*WHAT TO PRODUCE:* Please output the entries below from the line that contains "Where can you spot the chair" through the final line, reproduced exactly and alone.

Region pointing data
== Segment start ==

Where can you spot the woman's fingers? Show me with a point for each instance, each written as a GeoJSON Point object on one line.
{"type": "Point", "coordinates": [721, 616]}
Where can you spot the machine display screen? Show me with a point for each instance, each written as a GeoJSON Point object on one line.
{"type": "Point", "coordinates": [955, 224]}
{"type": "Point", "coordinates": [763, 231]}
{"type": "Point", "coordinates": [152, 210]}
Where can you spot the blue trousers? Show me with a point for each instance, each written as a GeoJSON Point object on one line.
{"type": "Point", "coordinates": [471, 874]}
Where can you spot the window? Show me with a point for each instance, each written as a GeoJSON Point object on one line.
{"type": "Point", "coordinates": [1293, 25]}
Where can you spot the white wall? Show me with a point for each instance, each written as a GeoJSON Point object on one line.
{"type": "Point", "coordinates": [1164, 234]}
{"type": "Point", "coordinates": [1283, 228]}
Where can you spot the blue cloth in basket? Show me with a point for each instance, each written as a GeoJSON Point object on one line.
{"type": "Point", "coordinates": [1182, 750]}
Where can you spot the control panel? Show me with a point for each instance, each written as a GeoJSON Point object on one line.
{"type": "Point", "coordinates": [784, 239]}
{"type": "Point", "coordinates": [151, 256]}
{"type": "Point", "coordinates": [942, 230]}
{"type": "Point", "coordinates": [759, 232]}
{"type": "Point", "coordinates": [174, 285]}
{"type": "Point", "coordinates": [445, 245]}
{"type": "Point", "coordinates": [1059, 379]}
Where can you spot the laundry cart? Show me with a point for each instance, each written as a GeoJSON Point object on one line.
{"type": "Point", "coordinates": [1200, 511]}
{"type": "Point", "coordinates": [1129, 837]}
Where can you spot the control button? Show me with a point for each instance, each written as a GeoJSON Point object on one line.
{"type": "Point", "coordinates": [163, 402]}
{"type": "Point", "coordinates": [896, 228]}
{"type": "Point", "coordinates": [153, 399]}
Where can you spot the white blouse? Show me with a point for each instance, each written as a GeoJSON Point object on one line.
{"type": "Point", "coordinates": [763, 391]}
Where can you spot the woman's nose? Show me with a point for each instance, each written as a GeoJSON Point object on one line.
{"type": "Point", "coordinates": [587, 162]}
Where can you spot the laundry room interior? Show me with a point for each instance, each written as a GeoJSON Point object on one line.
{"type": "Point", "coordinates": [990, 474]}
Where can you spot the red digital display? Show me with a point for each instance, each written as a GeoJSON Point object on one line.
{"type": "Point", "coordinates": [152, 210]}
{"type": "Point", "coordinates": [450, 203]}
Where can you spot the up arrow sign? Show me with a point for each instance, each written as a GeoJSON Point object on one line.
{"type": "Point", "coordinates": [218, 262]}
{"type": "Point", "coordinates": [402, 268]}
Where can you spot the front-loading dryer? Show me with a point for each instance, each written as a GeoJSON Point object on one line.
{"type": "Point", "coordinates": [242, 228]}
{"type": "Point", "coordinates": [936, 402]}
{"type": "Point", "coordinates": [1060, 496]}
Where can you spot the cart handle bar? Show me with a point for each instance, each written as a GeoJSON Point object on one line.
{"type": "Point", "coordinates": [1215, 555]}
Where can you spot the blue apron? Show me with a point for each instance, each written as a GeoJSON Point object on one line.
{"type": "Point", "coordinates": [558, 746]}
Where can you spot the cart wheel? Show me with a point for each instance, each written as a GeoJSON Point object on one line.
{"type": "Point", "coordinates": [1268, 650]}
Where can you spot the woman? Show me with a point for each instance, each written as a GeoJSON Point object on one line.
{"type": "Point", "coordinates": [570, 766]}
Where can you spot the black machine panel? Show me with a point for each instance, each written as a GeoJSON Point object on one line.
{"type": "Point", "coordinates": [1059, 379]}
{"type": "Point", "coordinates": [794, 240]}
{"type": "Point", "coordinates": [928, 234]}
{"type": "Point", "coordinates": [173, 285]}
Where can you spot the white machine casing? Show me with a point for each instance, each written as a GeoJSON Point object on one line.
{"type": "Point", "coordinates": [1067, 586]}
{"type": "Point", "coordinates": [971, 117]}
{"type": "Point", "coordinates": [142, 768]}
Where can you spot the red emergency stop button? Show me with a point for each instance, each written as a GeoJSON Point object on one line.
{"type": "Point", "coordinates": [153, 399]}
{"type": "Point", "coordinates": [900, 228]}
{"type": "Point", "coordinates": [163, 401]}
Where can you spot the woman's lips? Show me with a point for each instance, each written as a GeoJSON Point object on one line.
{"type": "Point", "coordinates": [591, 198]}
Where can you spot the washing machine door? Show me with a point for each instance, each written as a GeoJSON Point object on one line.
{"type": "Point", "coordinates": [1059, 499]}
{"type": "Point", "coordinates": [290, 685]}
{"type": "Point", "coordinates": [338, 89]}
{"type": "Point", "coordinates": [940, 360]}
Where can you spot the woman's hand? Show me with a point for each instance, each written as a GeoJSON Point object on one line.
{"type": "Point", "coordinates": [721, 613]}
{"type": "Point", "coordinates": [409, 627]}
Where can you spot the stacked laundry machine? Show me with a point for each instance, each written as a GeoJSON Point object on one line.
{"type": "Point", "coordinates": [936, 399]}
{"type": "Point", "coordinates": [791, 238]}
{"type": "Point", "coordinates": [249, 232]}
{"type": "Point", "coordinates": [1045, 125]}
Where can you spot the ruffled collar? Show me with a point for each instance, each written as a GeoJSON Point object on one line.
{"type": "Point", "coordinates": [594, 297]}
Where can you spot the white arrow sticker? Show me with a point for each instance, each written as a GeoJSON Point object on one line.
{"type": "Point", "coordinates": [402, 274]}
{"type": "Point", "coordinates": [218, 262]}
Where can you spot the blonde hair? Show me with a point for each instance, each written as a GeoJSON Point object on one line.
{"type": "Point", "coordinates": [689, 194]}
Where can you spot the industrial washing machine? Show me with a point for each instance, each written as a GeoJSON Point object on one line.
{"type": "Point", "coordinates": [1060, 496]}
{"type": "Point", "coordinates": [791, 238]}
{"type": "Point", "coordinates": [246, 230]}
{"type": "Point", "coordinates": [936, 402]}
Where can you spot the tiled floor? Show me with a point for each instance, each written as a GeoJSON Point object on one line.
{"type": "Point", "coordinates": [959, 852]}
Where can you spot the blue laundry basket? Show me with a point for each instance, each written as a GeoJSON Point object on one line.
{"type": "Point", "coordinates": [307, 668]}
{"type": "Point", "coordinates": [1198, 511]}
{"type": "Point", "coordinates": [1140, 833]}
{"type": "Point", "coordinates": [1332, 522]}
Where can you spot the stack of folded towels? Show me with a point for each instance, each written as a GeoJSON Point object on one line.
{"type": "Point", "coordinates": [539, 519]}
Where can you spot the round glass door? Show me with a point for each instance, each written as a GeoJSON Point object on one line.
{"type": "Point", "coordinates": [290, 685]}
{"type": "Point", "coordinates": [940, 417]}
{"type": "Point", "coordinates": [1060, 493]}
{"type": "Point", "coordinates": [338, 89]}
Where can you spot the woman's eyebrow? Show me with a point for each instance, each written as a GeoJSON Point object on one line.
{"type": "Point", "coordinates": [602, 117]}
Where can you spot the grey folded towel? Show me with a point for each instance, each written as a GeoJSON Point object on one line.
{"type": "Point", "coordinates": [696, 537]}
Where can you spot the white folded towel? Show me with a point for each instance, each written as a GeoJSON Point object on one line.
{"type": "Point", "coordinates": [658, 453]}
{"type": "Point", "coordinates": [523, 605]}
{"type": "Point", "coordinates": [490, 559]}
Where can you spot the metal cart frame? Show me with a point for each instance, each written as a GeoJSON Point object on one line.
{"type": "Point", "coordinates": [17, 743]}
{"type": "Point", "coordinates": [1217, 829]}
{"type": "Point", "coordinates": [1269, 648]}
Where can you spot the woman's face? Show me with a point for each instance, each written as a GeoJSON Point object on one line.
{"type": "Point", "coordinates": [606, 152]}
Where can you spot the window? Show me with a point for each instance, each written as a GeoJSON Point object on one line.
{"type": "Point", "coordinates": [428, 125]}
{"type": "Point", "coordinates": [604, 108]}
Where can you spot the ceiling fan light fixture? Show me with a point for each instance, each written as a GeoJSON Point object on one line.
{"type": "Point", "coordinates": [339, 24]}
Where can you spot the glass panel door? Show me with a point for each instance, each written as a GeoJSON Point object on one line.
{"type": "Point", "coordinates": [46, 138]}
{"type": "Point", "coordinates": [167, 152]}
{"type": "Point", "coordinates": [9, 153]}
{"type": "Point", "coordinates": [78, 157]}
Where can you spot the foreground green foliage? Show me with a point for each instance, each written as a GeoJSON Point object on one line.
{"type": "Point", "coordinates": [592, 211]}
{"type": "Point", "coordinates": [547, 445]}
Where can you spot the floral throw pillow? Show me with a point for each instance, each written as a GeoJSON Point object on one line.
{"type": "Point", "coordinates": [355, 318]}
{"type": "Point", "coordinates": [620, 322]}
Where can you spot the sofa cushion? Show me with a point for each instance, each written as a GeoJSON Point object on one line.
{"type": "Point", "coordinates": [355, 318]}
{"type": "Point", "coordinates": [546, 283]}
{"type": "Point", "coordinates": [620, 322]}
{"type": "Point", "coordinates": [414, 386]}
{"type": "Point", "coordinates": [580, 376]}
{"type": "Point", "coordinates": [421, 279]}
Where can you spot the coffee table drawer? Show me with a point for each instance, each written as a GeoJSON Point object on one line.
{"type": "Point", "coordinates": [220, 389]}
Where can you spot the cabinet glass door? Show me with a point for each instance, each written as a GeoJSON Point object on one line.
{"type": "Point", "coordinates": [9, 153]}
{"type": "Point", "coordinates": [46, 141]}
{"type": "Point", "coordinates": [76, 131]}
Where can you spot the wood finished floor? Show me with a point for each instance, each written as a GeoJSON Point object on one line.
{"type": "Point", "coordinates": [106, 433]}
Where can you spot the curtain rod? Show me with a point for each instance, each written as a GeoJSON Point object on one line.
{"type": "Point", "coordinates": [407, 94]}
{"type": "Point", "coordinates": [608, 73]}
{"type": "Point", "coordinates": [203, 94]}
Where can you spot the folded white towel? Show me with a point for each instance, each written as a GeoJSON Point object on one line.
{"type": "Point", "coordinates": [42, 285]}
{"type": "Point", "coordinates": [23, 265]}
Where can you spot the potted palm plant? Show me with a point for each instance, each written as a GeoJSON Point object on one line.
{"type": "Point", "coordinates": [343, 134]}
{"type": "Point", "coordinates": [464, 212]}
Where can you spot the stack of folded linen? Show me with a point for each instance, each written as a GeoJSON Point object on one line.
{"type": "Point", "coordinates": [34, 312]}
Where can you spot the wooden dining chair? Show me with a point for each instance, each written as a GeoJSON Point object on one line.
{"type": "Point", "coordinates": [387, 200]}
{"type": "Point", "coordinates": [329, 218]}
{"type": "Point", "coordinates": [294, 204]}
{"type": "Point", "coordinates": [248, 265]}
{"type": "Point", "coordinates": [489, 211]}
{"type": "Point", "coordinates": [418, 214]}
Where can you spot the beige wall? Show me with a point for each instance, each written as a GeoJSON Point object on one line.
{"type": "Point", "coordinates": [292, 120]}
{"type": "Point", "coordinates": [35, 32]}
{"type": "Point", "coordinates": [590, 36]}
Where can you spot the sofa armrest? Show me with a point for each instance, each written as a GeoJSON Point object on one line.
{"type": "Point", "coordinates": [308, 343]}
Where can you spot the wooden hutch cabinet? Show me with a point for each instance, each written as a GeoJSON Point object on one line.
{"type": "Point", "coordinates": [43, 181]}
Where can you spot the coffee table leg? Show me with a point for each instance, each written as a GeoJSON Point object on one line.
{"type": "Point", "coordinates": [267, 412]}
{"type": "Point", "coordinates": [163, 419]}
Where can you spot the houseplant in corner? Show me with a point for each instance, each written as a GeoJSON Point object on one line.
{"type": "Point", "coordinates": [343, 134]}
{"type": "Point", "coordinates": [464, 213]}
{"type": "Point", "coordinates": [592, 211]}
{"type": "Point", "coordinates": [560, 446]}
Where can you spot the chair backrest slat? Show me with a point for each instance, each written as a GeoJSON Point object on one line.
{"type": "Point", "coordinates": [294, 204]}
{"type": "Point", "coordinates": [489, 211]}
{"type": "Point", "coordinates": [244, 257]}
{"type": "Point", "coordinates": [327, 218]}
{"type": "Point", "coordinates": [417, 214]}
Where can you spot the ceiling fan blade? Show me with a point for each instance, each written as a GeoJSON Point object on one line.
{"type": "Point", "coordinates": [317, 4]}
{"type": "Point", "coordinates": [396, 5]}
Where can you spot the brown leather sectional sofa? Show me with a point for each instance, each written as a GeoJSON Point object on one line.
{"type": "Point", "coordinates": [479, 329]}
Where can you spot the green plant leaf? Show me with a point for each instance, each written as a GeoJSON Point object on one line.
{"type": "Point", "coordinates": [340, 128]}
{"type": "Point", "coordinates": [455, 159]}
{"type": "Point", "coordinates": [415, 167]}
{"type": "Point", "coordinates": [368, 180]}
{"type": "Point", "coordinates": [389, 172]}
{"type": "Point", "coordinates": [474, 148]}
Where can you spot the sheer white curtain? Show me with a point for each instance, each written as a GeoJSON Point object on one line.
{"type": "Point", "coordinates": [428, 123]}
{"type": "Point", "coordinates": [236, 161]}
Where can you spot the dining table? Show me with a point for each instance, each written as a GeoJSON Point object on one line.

== Segment end ==

*TASK ANSWER:*
Where can you spot the chair backrest slat? Show me with a point for each instance, each written as a GeoJSON Point object on one line.
{"type": "Point", "coordinates": [294, 204]}
{"type": "Point", "coordinates": [489, 211]}
{"type": "Point", "coordinates": [244, 257]}
{"type": "Point", "coordinates": [327, 218]}
{"type": "Point", "coordinates": [417, 214]}
Where can you spot the ceiling fan blade? Show me with a point for each instance, each written as a GeoJSON Point object on one line.
{"type": "Point", "coordinates": [317, 4]}
{"type": "Point", "coordinates": [396, 5]}
Where can you spot the brown leather sectional sofa? Show me with a point for each instance, each written as a GeoJSON Point object on one line.
{"type": "Point", "coordinates": [479, 329]}
Where can you spot the green plant leaf? Show me with a point for each instance, each written as a GeoJSON Point object on one line.
{"type": "Point", "coordinates": [340, 128]}
{"type": "Point", "coordinates": [455, 159]}
{"type": "Point", "coordinates": [415, 167]}
{"type": "Point", "coordinates": [368, 180]}
{"type": "Point", "coordinates": [389, 172]}
{"type": "Point", "coordinates": [474, 148]}
Where can you spot the sheer white curtain? Show me with a point for each instance, each written as a GeoJSON Point object on one line.
{"type": "Point", "coordinates": [428, 123]}
{"type": "Point", "coordinates": [236, 161]}
Where can you spot the dining table? Show me with a point for each instance, each written as a GeoJSON Point object on one line.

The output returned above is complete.